▸ The task: Drop the pictures and extract exactly the lines from the one that contains "I need to know whether any white window" through the end of the material.

▶

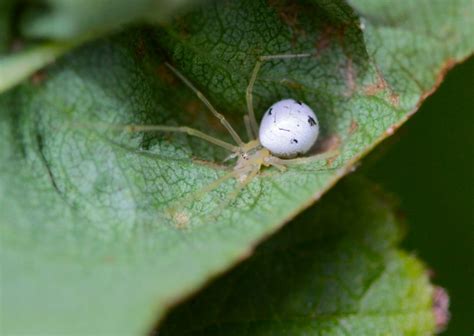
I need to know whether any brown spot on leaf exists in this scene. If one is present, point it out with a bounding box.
[184,99,202,117]
[173,211,190,230]
[344,57,356,97]
[315,24,348,55]
[185,98,223,130]
[315,28,331,53]
[268,0,306,46]
[318,134,341,153]
[326,155,338,167]
[30,70,47,86]
[364,76,387,96]
[156,63,178,86]
[389,93,400,106]
[364,68,400,106]
[349,120,358,134]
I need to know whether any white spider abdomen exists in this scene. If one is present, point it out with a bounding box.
[259,98,319,158]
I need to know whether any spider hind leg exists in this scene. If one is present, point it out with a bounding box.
[245,53,312,137]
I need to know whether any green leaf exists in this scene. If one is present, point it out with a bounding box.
[0,42,76,93]
[365,57,474,335]
[157,176,436,335]
[0,0,205,93]
[348,0,474,109]
[1,0,471,334]
[18,0,205,40]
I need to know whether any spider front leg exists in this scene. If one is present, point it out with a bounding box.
[243,115,254,142]
[165,62,245,147]
[91,123,239,153]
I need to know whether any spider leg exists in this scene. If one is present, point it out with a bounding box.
[246,53,312,137]
[243,115,254,142]
[166,169,240,220]
[165,62,244,147]
[78,122,239,152]
[125,124,238,152]
[270,162,287,172]
[209,166,260,220]
[270,149,339,166]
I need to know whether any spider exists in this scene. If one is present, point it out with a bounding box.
[114,54,338,220]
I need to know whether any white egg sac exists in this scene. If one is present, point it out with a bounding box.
[259,98,319,158]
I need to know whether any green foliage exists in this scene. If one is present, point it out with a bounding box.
[0,41,75,92]
[158,177,435,335]
[349,0,473,108]
[0,0,472,334]
[366,57,474,335]
[0,0,204,92]
[19,0,203,39]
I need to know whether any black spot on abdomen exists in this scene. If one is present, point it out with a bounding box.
[308,116,317,126]
[290,138,298,144]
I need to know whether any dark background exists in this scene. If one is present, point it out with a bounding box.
[365,57,473,335]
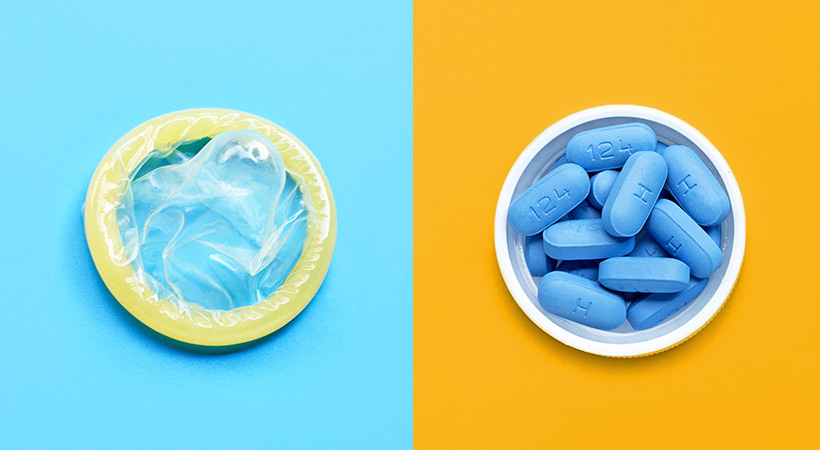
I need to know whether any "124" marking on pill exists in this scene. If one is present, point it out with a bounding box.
[586,140,633,161]
[527,189,572,219]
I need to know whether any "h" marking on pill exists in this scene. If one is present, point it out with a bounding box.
[664,236,682,255]
[633,183,653,203]
[676,174,697,196]
[573,298,592,318]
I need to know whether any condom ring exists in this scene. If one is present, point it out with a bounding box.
[84,108,337,347]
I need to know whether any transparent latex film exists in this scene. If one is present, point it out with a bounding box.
[116,130,312,311]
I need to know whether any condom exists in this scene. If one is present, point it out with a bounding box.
[84,109,337,347]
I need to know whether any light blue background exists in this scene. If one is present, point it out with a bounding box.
[0,1,412,448]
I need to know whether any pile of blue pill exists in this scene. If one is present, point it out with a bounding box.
[508,123,729,331]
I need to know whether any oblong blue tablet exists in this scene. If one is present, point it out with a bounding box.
[628,233,669,258]
[525,235,555,277]
[705,225,721,247]
[588,170,618,209]
[598,257,690,293]
[655,142,668,153]
[627,277,709,330]
[538,271,626,330]
[568,199,601,220]
[508,163,590,235]
[542,219,634,260]
[602,152,668,237]
[553,154,568,169]
[566,123,657,171]
[556,259,599,281]
[647,199,723,278]
[659,145,730,226]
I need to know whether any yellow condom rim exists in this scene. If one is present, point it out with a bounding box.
[84,108,337,347]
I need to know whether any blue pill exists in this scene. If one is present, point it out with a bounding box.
[566,123,657,171]
[659,145,730,226]
[647,199,723,278]
[628,233,669,258]
[508,163,590,236]
[624,233,667,301]
[542,218,634,260]
[598,257,690,293]
[655,142,668,153]
[705,225,721,247]
[556,259,599,281]
[554,154,568,169]
[622,292,641,302]
[602,152,668,237]
[525,235,555,277]
[569,199,601,220]
[627,277,709,330]
[588,170,618,209]
[538,271,626,331]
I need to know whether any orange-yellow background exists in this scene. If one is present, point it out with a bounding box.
[415,1,820,448]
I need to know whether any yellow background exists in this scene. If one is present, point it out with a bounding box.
[415,1,820,448]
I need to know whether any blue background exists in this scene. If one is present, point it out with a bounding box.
[0,1,412,448]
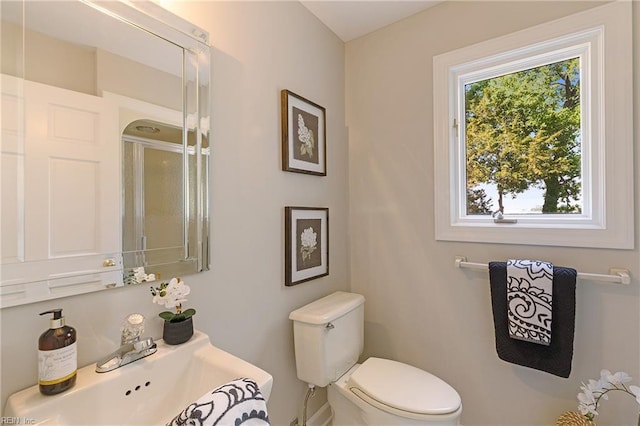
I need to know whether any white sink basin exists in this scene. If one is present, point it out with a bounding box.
[4,331,273,425]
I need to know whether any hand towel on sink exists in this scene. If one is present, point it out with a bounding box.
[506,259,553,345]
[489,261,577,378]
[167,377,269,426]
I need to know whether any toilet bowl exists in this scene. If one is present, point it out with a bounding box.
[289,292,462,425]
[329,359,462,425]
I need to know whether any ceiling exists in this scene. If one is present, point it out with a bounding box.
[300,1,442,42]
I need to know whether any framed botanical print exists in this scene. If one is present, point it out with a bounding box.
[281,90,326,176]
[285,207,329,286]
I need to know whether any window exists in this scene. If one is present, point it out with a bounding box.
[433,1,633,249]
[465,57,582,216]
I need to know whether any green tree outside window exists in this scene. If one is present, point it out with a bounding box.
[464,57,581,215]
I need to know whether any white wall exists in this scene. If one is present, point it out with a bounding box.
[0,2,347,425]
[346,1,639,425]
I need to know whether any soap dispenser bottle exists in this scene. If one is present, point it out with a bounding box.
[38,309,77,395]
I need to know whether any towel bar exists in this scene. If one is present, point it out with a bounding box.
[454,256,631,285]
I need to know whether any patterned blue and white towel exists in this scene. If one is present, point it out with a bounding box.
[506,259,553,346]
[167,377,269,426]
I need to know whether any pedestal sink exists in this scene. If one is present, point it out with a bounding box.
[4,331,273,425]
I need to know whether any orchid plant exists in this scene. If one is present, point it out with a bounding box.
[577,370,640,421]
[150,277,196,323]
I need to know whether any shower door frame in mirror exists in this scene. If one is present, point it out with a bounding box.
[0,0,210,308]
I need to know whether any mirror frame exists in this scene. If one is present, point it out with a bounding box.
[0,0,210,308]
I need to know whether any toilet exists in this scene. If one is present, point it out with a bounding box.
[289,291,462,426]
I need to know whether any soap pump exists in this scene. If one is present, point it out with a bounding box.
[38,309,77,395]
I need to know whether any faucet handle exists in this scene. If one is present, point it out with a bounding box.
[121,313,145,345]
[133,337,156,352]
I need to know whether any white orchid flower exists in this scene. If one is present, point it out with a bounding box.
[150,277,195,323]
[577,370,639,421]
[606,370,632,386]
[578,387,595,405]
[151,278,190,310]
[164,278,190,307]
[586,379,601,392]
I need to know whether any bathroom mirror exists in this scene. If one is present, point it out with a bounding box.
[0,0,210,308]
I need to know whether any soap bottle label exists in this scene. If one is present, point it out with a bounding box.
[38,342,77,385]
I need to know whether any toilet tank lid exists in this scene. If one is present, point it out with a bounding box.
[289,291,365,325]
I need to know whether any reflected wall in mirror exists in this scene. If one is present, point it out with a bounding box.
[0,1,210,308]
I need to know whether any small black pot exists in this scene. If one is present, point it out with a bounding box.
[162,317,194,345]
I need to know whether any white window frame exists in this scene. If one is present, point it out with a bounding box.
[433,1,633,249]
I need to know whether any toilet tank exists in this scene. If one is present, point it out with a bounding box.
[289,291,365,387]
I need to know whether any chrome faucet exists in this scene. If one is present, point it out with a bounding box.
[95,313,157,373]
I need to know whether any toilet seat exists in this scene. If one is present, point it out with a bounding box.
[347,358,461,420]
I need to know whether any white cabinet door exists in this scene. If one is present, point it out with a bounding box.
[1,75,122,307]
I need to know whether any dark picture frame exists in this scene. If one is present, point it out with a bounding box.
[281,90,327,176]
[285,207,329,286]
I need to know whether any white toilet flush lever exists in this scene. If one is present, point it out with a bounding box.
[325,323,335,330]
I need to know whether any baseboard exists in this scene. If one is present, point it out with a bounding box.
[304,402,462,426]
[306,402,333,426]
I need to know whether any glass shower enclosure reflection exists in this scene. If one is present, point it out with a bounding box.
[122,119,202,282]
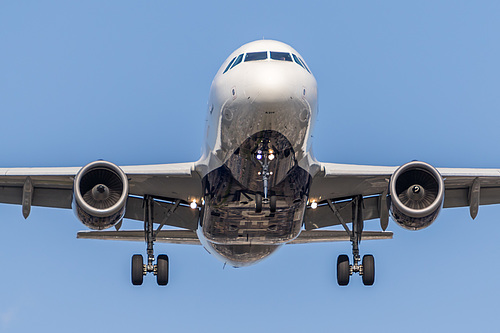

◀

▸ Answer box:
I need to know whether any white window frame exists in this scene. If one is present, point it out with a bounding box.
[433,1,633,249]
I need to know whether any toilet tank exists in this scene. If one is present, point it out with a bounding box.
[289,291,365,387]
I need to know whether any chrome faucet exists in this scene. If one is present, point it out with a bounding box.
[95,313,157,373]
I need to know whether any toilet seat exists in this scene. If one is present, point it out with a bounding box.
[347,358,461,420]
I need to know whether any white cabinet door exists in this scene. If one is present, point it out with a bounding box.
[1,75,122,307]
I need to know whether any dark picture frame exists in this scene. If one is present, point it out with a bounding box.
[281,90,327,176]
[285,207,329,286]
I need to know whether any white toilet flush lever exists in this scene. If one is present, point it out with a bounding box.
[325,323,335,330]
I need to know whether any baseboard exists in this scene. If one is present, point it out with a bounding box.
[304,402,462,426]
[306,402,333,426]
I need to know whether any glass shower enclosure reflection exists in this scene. If one is present, point it out with a bounding box.
[122,119,202,282]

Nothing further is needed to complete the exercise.